• [Given passage]:
Select Committee on Treasury Written Evidence

Memorandum submitted by the Association of Private Client Investment Managers and Stockbrokers (APCIMS)

  The Association of Private Client Investment Managers and Stockbrokers (APCIMS) is the organisation that represents those firms who act for the private investor and who offer them services that range from no advice or "execution only" trading through to portfolio management for the high net worth individual. Our 217 member firms operate on more than 500 sites in the UK, Ireland, Isle of Man and Channel Islands and following the merger of the European Association of Securities Dealers into APCIMS, increasingly in other European countries as well. APCIMS members have under management £24 Billion for the private investor and undertake some 13 million trades for them annually.

  We are attaching a series of comments designed to be helpful to the Treasury Committee as part of this enquiry. We have ordered our comments under the following headings as indicated in the invitation for evidence.

    (a)  Developments in respect of existing and proposed EU legislation.

    (b)  Progress of the Financial Services Action Plan.

    (c)  Ideas for future action identified in the May 2004 report from the EU Financial Services Committee on Financial Integration.

    (d)  Observations on the way in which relevant EU Directives are implemented in the UK.

  However, we would also like to bring to the Committee's attention our concern about the considerable burden on the financial services industry as a result of regulatory changes. The nature and scale of change caused by the establishment of the UK single regulator, the Financial Services Authority ("the FSA"), resulted in both new and amended rules from over 250 consultations by the FSA. This has been unprecedented and whilst understanding the complexity of creating a single regulator and the need for change, the industry is now faced with further large-scale change resulting from the European Commission's Financial Services Action Plan and the drive forward towards a single market in financial services.

  Although we support the objectives of a single market, the reality is that for the greatest number of firms who are affected by European change, there will be early costs while the benefits may be as long as 10 years away. With this in mind we would ask that both Government and the FSA work closely with the industry to ensure that changes are introduced in such a manner as to minimise the burden wherever possible. All change involves cost to the industry, and in many instances, the impact of the required changes can be lessened by real cooperation with market practitioners over implementation options and timescales.

  Also we urgently request that the UK goes neither further nor faster than other European countries as to do so will result in greater impact on the UK industry and therefore a reduction in its competitive position compared with other European countries.

  We trust that these comments are helpful to the enquiry and stand ready to assist in any further way.


 (a)   Developments in respect of existing and proposed EU legislation

  APCIMS has three particular examples where EU legislation has been implemented in the UK in a manner that is considerably more onerous than in any other EU member state. The three Directives of which we have knowledge are the Distance Marketing Directive (the DMD), the second Money Laundering Directive, and the EU Savings Tax Directive.

    (i)  The Distance Marketing Directive—this was introduced by the European Commission to provide safeguards, such as cooling-off periods, for people buying goods and services by means that is not face to face. If the price of the goods was volatile, it was exempted from the DMD requirements. But despite this exemption, the UK applied the DMD to the financial services industry in a way that has required rule changes involving industry cost, and the UK is the only country to have done this.

• [Requirement 1]:
Answer these from the APCIMS memorandum:
(a) How many member firms does APCIMS have?
(b) From how many FSA consultations did new and amended rules result?
(c) How far away may the benefits of European change be for most affected firms?
• [Requirement 2]:
From the APCIMS memorandum, set down the passage starting with "(a)  Developments in respect" and going on through "on Financial Integration.".
The records that come next have nothing to do with the APCIMS memorandum.

Point labeling examples:
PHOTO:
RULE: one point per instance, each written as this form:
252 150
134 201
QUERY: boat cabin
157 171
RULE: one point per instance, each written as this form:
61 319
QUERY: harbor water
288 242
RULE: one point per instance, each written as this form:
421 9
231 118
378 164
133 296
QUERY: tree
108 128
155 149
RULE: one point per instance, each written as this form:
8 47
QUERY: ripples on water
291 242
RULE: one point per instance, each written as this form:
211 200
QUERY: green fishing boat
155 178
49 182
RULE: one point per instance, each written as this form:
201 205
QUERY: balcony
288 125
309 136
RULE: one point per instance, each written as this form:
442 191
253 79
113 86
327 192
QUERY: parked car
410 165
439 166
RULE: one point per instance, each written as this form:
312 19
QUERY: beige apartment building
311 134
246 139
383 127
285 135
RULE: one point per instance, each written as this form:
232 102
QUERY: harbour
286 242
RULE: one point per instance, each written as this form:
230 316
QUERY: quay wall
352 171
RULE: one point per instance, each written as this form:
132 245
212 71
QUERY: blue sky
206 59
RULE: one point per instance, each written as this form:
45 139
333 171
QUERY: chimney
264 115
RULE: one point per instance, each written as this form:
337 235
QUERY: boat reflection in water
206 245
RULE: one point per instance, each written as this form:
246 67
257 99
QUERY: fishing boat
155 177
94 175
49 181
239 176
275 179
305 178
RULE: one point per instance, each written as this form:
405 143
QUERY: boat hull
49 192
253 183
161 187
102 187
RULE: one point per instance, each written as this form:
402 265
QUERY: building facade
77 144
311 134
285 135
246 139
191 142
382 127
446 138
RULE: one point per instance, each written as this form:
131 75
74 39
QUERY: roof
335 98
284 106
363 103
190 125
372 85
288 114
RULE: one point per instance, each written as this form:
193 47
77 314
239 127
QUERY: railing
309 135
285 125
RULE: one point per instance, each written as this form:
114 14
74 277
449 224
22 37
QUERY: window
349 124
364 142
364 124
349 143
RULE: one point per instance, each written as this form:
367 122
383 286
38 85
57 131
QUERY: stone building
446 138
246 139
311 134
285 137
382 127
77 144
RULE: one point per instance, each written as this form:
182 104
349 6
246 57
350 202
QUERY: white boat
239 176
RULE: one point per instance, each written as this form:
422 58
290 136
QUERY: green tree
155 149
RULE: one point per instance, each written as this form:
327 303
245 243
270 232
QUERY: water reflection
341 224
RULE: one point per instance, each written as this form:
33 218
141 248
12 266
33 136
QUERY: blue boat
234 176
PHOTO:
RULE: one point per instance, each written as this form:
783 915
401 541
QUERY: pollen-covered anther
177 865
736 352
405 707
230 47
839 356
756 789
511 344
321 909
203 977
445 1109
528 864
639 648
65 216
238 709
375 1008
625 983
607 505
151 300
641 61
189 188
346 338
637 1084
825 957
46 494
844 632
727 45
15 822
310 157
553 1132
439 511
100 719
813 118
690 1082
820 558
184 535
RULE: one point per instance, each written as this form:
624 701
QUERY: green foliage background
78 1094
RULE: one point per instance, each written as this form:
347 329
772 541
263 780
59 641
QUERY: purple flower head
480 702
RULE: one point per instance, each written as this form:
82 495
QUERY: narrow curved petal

• [Correct response 1]:
(a) 217
(b) Over 250
(c) As long as 10 years

• [Correct response 2]:
(a)  Developments in respect of existing and proposed EU legislation.

    (b)  Progress of the Financial Services Action Plan.

    (c)  Ideas for future action identified in the May 2004 report from the EU Financial Services Committee on Financial Integration.